-- GIVEN ENTRIES follows --
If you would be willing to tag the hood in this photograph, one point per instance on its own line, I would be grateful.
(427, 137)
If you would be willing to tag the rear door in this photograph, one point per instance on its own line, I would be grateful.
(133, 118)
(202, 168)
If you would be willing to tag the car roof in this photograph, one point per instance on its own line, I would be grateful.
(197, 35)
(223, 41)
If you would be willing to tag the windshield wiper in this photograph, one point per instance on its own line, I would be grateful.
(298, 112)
-- GIVEN ENTRIES concluded --
### [WHAT TO PRODUCE]
Please set down each of the entries above exactly as given.

### [SOLUTION FOR THIS PROBLEM]
If you would be willing to tag the hood in this photograph, one point per instance on its own line, I would be grateful.
(427, 137)
If you would be willing to tag the rear door in this photograph, one point per instance on its own line, I would be grateful.
(133, 118)
(202, 168)
If you would be willing to tag the car roof in this photograph, one point per instance on its own line, I would be grateful.
(197, 35)
(223, 41)
If you would be willing to tag the windshield wiper in this photograph, one point per instance on its own line, I would be grateful.
(298, 112)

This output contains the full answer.